• Short task
Copy the lines from the one containing "like [(518, 348)]." through the one containing "[(542, 138)]", with both of those lines included and every line reproduced unchanged.

Named object pointing items
— Begin —

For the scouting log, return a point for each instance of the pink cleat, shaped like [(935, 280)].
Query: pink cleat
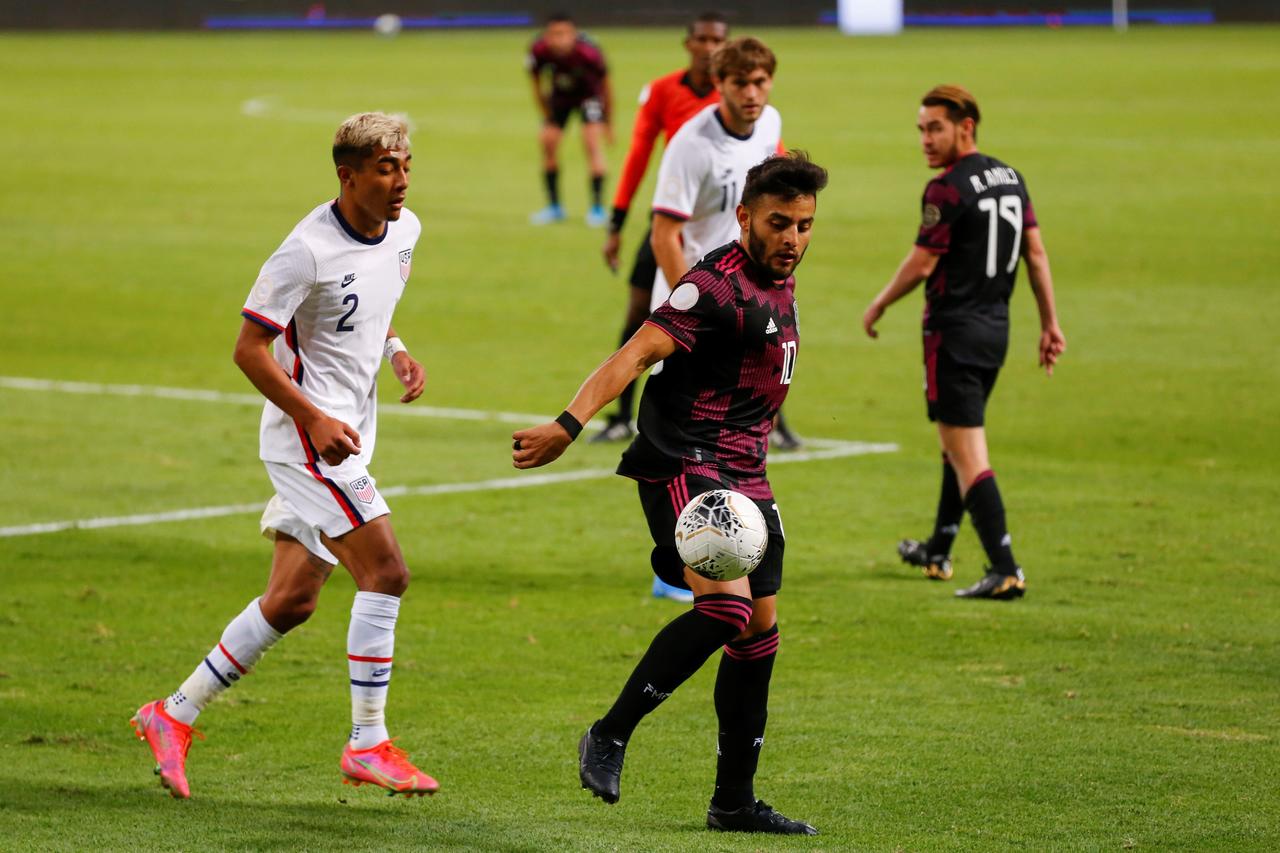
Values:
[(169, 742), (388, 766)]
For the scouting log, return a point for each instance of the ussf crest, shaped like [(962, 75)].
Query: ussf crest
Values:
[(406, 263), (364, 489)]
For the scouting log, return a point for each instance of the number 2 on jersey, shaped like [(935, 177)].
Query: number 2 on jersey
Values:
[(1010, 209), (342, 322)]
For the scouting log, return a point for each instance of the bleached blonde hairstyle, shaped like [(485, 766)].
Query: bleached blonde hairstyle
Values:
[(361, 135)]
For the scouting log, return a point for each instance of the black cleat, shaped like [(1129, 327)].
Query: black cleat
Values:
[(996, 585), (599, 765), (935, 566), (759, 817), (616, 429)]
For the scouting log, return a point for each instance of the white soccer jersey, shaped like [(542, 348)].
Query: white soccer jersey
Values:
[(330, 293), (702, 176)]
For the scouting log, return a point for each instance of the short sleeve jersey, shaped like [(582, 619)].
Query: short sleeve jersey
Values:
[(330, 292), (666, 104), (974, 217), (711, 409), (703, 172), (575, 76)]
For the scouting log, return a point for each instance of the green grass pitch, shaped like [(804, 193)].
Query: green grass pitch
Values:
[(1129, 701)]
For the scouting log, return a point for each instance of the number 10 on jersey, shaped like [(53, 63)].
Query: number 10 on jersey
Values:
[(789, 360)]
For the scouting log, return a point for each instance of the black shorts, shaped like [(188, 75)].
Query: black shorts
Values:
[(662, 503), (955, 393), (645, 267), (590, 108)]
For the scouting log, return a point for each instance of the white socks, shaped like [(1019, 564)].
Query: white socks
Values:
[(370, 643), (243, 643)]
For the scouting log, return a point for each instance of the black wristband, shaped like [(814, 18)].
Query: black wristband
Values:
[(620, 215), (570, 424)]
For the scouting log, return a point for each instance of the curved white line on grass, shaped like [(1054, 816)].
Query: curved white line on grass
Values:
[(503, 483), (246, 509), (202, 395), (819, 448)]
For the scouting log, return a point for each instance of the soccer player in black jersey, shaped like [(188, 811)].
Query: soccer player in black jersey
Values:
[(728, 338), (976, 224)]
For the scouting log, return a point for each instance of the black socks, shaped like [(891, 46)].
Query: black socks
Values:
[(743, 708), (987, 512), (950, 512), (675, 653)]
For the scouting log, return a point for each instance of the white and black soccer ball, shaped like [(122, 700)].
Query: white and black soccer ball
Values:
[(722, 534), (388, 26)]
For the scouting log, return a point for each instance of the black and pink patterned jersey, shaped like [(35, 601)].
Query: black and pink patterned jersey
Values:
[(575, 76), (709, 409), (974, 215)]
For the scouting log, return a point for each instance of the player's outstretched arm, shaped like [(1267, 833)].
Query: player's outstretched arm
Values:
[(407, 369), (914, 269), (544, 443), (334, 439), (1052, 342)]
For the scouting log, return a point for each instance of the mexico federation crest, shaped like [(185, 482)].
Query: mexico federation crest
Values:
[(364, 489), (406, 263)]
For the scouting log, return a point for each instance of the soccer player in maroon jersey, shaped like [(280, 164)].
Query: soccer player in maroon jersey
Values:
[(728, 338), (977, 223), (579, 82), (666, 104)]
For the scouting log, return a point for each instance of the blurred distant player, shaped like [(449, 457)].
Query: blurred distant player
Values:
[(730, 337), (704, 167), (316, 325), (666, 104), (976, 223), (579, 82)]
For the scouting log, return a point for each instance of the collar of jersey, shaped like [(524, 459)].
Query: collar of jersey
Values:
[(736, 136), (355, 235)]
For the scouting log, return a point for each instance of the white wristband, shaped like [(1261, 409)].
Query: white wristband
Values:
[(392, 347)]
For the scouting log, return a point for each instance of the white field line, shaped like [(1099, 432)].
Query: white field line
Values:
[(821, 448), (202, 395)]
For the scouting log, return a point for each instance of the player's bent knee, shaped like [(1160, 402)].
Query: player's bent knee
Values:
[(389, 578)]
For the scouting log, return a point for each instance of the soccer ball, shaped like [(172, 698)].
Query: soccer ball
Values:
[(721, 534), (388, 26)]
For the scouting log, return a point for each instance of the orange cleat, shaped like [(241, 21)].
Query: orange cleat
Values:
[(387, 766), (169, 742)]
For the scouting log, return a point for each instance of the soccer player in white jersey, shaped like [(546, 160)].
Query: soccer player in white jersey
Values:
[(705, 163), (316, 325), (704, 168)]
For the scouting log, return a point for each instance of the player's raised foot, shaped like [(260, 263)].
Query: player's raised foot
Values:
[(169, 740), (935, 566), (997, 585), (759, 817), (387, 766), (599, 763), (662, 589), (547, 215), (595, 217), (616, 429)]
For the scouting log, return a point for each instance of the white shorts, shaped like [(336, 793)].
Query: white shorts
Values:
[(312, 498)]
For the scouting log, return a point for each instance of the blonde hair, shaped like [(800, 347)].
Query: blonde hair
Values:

— End —
— Begin —

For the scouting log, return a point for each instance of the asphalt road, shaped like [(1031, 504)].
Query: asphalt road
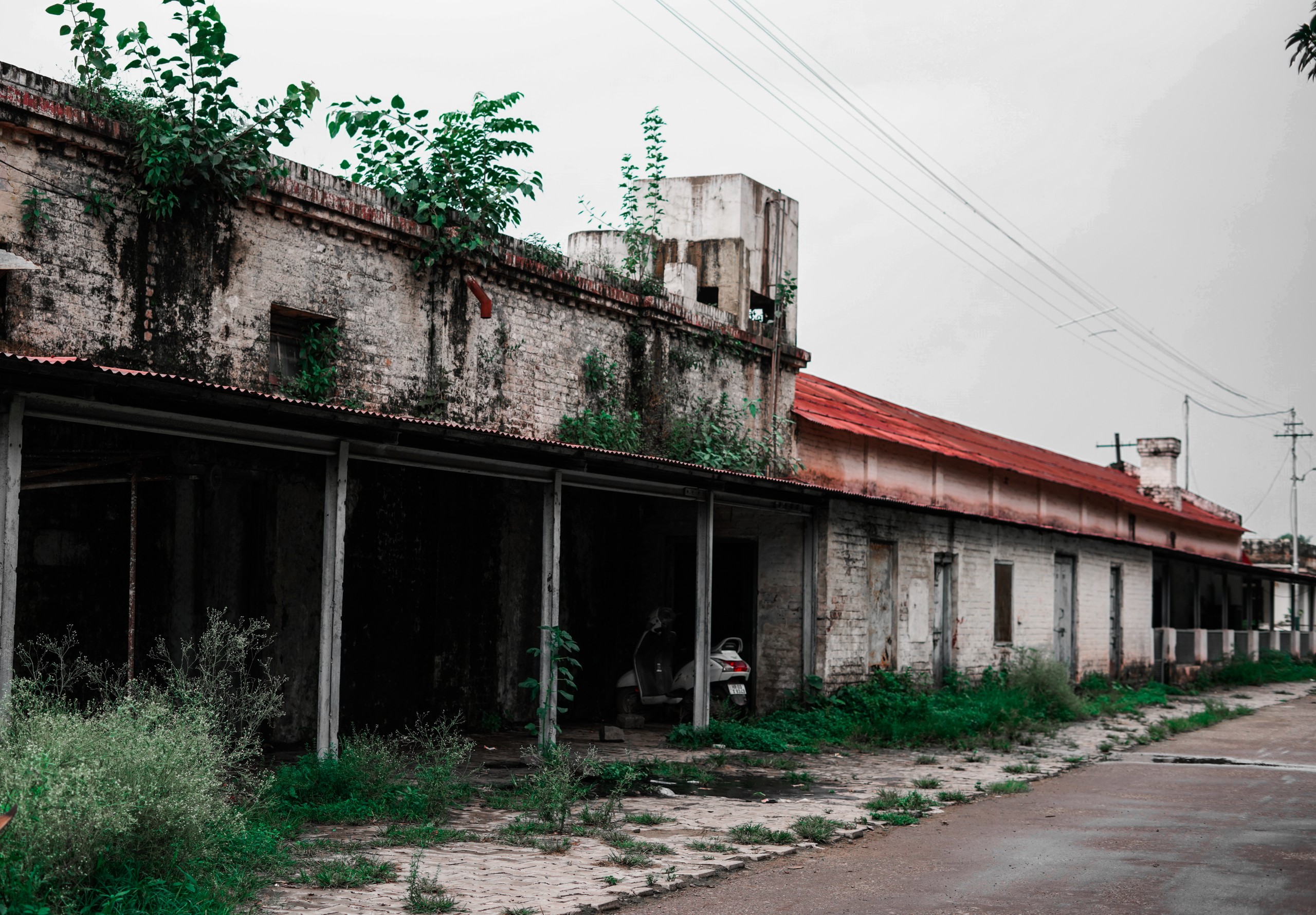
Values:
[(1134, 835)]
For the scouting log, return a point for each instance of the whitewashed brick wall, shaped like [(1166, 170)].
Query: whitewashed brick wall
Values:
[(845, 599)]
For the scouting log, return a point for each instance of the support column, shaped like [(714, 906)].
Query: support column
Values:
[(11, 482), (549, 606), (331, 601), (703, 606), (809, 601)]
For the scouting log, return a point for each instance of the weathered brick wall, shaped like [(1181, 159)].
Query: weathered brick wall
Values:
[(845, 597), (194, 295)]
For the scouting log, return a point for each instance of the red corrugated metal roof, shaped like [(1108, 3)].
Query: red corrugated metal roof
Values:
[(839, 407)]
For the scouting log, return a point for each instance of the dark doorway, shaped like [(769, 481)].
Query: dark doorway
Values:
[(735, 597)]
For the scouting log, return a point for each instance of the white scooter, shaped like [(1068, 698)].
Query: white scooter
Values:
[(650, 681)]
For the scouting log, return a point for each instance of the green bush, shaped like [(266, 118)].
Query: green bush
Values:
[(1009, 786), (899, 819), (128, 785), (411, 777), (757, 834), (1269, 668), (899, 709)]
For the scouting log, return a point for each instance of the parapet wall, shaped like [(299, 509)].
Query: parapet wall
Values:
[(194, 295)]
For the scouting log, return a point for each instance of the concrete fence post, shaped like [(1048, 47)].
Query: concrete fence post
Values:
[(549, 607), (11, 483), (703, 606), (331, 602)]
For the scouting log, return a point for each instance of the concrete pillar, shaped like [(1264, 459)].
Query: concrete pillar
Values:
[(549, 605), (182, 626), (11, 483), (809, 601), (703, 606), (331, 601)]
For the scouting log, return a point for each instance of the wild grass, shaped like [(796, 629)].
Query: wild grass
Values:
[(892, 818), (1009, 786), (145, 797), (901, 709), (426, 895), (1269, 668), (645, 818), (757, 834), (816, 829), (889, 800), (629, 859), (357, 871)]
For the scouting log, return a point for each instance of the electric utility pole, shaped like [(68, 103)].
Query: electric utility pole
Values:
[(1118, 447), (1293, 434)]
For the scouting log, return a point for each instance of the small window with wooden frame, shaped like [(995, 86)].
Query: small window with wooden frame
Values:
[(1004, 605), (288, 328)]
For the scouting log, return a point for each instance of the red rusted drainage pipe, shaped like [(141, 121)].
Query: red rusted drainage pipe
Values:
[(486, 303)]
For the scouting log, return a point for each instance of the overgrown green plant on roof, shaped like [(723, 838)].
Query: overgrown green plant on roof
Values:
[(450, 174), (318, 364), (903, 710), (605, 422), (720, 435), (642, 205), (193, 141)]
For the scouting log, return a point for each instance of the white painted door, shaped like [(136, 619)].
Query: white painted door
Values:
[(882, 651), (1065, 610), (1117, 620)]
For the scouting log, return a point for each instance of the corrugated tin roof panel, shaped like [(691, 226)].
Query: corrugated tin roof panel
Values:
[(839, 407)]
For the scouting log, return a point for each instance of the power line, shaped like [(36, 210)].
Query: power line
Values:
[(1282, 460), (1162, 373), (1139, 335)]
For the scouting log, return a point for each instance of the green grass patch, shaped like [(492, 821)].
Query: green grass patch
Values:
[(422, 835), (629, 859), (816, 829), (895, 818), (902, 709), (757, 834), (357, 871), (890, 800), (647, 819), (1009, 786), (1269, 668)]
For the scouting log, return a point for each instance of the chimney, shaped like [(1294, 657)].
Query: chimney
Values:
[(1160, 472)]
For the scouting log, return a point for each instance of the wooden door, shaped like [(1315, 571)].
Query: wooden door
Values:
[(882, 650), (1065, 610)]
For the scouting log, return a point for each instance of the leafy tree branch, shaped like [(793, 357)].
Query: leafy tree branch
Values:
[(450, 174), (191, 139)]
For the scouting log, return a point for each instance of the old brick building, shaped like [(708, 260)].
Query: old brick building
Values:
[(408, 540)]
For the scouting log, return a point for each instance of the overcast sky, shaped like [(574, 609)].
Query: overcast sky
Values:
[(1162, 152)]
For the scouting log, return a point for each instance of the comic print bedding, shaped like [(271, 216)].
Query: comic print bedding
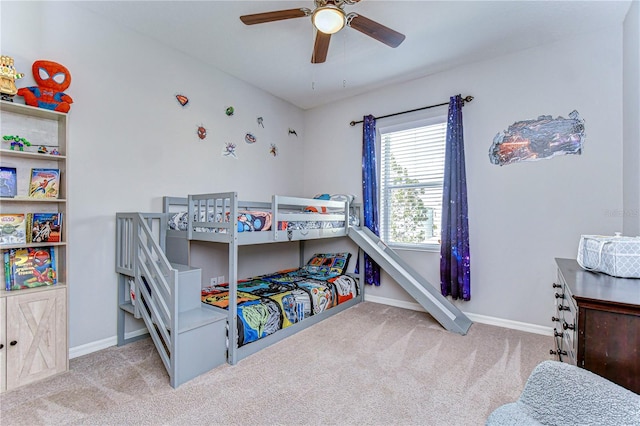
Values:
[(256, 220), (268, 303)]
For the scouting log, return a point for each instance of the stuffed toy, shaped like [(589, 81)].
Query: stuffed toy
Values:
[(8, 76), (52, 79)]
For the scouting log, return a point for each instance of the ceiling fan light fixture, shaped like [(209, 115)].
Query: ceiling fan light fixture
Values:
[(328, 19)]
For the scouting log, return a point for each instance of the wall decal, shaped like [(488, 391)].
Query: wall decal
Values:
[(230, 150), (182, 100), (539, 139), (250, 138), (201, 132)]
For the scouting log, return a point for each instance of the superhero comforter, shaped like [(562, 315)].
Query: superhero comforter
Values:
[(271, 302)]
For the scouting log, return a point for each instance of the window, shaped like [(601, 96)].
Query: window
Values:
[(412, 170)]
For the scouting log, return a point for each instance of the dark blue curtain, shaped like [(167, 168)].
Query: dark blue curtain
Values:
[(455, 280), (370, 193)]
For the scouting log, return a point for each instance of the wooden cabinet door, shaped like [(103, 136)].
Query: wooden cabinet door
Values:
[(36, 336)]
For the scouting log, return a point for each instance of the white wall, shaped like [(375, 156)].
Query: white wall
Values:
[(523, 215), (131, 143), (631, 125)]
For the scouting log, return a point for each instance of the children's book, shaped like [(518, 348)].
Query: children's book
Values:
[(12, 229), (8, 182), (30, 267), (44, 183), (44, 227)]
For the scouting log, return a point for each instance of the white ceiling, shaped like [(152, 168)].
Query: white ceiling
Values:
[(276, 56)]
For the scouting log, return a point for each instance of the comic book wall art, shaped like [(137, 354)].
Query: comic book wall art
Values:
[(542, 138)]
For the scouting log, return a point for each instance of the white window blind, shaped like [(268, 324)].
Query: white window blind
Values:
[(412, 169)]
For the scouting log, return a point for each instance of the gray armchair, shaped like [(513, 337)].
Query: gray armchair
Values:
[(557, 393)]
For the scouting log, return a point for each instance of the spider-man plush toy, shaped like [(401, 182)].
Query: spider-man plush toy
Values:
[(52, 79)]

— End —
— Begin —

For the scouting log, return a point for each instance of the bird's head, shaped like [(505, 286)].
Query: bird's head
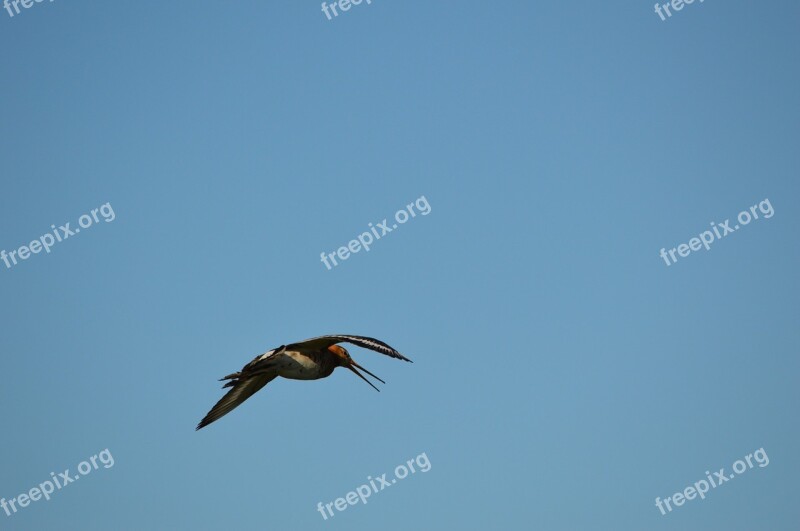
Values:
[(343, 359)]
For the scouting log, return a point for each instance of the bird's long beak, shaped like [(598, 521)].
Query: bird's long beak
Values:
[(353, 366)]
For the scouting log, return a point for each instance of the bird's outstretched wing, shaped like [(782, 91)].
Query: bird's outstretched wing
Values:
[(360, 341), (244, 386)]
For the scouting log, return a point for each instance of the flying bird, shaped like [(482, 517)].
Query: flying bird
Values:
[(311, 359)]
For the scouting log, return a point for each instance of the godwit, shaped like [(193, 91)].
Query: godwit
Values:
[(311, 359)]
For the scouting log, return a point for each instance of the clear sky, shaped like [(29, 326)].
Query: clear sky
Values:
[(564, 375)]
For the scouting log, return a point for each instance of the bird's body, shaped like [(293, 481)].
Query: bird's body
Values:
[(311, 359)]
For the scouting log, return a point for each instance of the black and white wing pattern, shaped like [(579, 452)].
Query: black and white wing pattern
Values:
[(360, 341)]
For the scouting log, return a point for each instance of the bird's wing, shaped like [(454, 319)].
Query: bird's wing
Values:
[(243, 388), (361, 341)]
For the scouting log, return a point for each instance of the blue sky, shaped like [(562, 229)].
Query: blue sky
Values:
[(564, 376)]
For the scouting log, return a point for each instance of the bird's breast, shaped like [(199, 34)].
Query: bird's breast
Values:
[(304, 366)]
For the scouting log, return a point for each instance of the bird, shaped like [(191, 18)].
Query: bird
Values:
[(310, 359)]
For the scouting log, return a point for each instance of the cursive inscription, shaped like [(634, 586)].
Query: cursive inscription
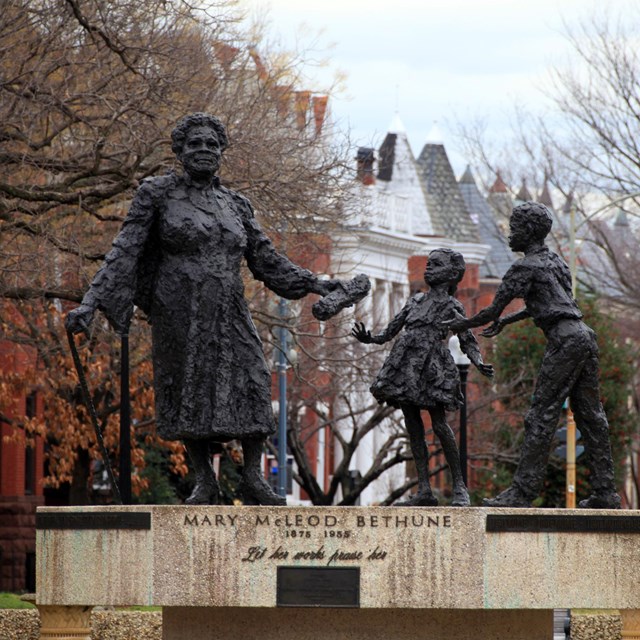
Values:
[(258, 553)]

— End —

• Answer
For the scouting log, return a point for each instance of the children's book, shaped like [(518, 348)].
Query: children's book
Values:
[(12, 229), (8, 182), (30, 267), (44, 183), (44, 227)]
For the scouting log, return a point for each instance of the white ceiling, shaped like [(152, 168)].
Query: white ceiling
Values:
[(276, 56)]
For the scouting log, return a point for each instance of the comic book wall art, shaped like [(137, 354)].
Query: comic book wall art
Values:
[(542, 138)]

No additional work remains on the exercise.